Aim of the exercise: Update the entries below by replacing every occurrence of "shell scute" with "carapace scute" and leaving all other text unchanged.

______________________________

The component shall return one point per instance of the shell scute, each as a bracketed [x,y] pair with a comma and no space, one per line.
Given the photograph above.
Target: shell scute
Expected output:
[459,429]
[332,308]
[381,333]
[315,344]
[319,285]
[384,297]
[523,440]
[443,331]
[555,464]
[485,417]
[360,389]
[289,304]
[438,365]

______________________________

Response to the task:
The component shall return one point per instance of the carapace scute, each as a bracketed [x,y] pair with a comma and no space, one per line.
Given the photograph above.
Target: carapace scute
Expected output:
[459,429]
[332,308]
[381,333]
[315,344]
[319,285]
[384,297]
[523,440]
[443,331]
[555,464]
[485,417]
[360,389]
[289,304]
[438,365]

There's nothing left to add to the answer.